Records contained in a dataset:
▬▬▬

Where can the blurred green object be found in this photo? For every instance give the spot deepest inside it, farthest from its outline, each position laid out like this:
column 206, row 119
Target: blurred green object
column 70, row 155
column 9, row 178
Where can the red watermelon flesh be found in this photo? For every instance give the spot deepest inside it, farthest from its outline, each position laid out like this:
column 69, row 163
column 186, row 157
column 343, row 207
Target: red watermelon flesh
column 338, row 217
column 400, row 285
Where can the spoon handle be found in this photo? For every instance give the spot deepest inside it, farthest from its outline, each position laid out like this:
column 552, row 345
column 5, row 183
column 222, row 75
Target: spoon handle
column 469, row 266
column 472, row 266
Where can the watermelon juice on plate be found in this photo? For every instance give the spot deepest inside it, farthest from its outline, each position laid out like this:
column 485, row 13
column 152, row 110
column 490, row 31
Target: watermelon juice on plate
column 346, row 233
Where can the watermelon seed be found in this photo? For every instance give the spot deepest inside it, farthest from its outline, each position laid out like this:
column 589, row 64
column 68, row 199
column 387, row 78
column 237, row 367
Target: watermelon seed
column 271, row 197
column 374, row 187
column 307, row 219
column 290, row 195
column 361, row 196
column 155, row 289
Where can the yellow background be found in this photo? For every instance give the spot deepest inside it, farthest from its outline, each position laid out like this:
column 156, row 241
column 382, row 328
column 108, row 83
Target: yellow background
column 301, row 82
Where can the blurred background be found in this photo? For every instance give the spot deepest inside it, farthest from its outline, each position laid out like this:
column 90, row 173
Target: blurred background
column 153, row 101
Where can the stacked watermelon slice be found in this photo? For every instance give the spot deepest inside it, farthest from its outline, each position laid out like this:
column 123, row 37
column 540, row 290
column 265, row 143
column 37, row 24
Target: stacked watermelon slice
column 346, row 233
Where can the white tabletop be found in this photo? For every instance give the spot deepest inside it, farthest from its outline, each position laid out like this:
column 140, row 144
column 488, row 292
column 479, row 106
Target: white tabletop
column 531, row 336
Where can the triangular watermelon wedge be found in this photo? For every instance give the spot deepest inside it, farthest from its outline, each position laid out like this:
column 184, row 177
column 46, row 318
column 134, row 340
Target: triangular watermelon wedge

▬▬▬

**What you have to do**.
Wherever "wedge" appears in a line of the entries, copy that line.

**Answer to this task**.
Where can the triangular watermelon wedge be found in this photo? For every instance give the spot deepest inside it, farthest from its outline, each position laid out like this:
Target: triangular watermelon wedge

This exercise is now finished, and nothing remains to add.